-- Start Text provided --

74-W -182
74-W -182 KHI,NEDAC EVAL-MAR87 T.WATANABE(KHI), T.ASAMI(NEDAC)
DIST-MAR02 REV3-NOV01 20011121
----JENDL-3.3 MATERIAL 7431
-----INCIDENT NEUTRON DATA
------ENDF-6 FORMAT
HISTORY
87-03 New evaluation was made for JENDL-3.
87-03 Compiled by T.Asami.
94-01 JENDL-3.2.
Compiled by T.Nakagawa (ndc/jaeri)
00-03 Reevaluation was made by T.Asami.
01-11 Compiled by K.Shibata (ndc/jaeri)
***** modified parts for JENDL-3.3 from JENDL-3.2 *****
(3,2) re-calculated
(3,203,207) added
(3,251) deleted
(4,2) transformation matrix deleted
(4,16,17,22,28,91) deleted
(5,16,17,22,28,91) deleted
(6,16,17,22,28,91) taken from JENDL fusion file
(6,203,204,207) taken from JENDL fusion file
(12,22-107) evaluated newly
(13,3) evaluated newly
(14,3-107) isotropic distributioins
(15,3-107) evaluated newly
***********************************************************
The JENDL fusion file /1/ and the modification of JENDL-3.2
from JENDL-3.1 as follows:
-------------------------------------------------------------
JENDL fusion file /1/ (as of Jan. 1994)
Evaluated by K.Kosako (nedac) and S. Chiba (ndc/jaeri)
Compiled by K.Kosako.
Data were taken from JENDL-3.1 except for the following:
- The inelastic scattering cross sections to the levels
above mt=59 and angular distributions of inelastically
scattered neutrons (except continuum inelastic) were
calculated with casthy2y and dwucky in sincros-ii
system/2/ including contributions from direct reactions.

-- End Text provided --
-- Start Data section --

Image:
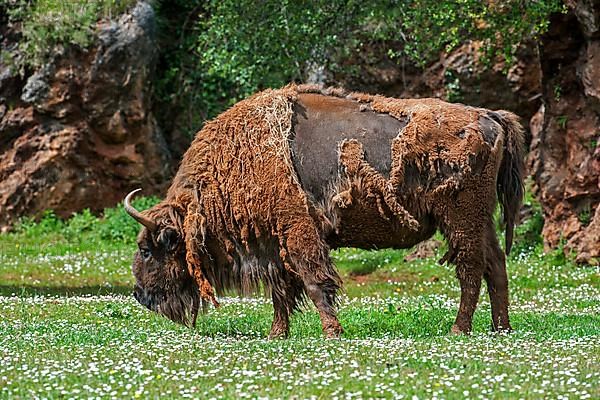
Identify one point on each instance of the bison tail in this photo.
(510, 176)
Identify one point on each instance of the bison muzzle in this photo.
(271, 185)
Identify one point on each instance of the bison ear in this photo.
(169, 238)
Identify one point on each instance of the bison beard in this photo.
(271, 185)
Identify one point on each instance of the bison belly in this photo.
(320, 125)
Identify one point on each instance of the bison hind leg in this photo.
(308, 257)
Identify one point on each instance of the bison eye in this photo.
(145, 253)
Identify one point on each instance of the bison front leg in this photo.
(469, 273)
(280, 328)
(310, 259)
(285, 301)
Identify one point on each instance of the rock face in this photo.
(565, 153)
(78, 133)
(555, 85)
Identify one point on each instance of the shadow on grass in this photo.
(30, 290)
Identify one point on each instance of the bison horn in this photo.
(135, 214)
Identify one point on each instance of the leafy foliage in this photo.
(213, 53)
(48, 24)
(239, 47)
(114, 226)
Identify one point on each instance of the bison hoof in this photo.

-- End Data section --

■ **Work to do**:
1. Write out the part of the W-182 evaluation history between "DIST-MAR02 REV3-NOV01 20011121" and "made by T.Asami.", inclusive.
2. According to the W-182 evaluation history, who compiled the JENDL fusion file?
3. Continue the W-182 evaluation history from the point where it ends.
The items are separate material and are not connected to the W-182 evaluation history.

■ **Results by task**:
1.
DIST-MAR02 REV3-NOV01 20011121
----JENDL-3.3 MATERIAL 7431
-----INCIDENT NEUTRON DATA
------ENDF-6 FORMAT
HISTORY
87-03 New evaluation was made for JENDL-3.
87-03 Compiled by T.Asami.
94-01 JENDL-3.2.
Compiled by T.Nakagawa (ndc/jaeri)
00-03 Reevaluation was made by T.Asami.

2. K.Kosako

3.
- The (n,2n), (n,3n), (n,na), (n,np), (n,p), (n,d) and
(n,a) reaction cross sections (mt=16, 17, 22, 28, 103,
104, 107) were calculated by egnash2 in the sincros-ii.
- Energy distributions of secondary neutrons were replaced
by those calculated by egnash2. The ddx's of the
continuum neutrons were calculated by Kumabe's systema-
tics /3/ using f15tob /1/. The precompound/compound
ratio was calculated by the sincros- ii code system.
- Optical-model, level density and other parameters used in
the sincros-ii calculation are described in ref./2/.
level schemes were determined on the basis of ENSDF/4/.
For JENDL-3.2 and JENDL fusion file, all cross section data
except for the total, elastic scattering, capture and
some of the inelstic scattering cross sections were
calculated with sincros-ii system/2/ by adopting
Walter-Guss omp modified by Yamamuro/2/ for neutron,
Perey omp /12/ for proton, Lemos omp modified by Arthur and
Young/13/ for alpha, Lohr-Haeberli omp/14/ for deuteron,
Becchettii-Greenlees omp/15/ for triton and he-3, and standard
level density parameters of sincros-ii system.
-------------------------------------------------------------
mf=1 General information
mt=451 Descriptive data and dictionary
mf=2 Resonance parameters
mt=151 Resolved resonance parameters
Resolved parameters for mlbw formula were given in the energy
region from 1.0e-5 eV to 12 keV.
Parameters were evaluated in examining both the experimental
data/5,6,7/ and the recommended data in ref./8/. For unknown
radiative width, an average value of 53 milli-eV was assumed.
Parameters for a negative resonance were selected so that the
2200 m/s cross sections agreed with a recommended capture cross
section of 20.7 barns/8/ and the experimental data for total
cross sections around thermal energies. The scattering radius
was assumed to be 7.5 fermi.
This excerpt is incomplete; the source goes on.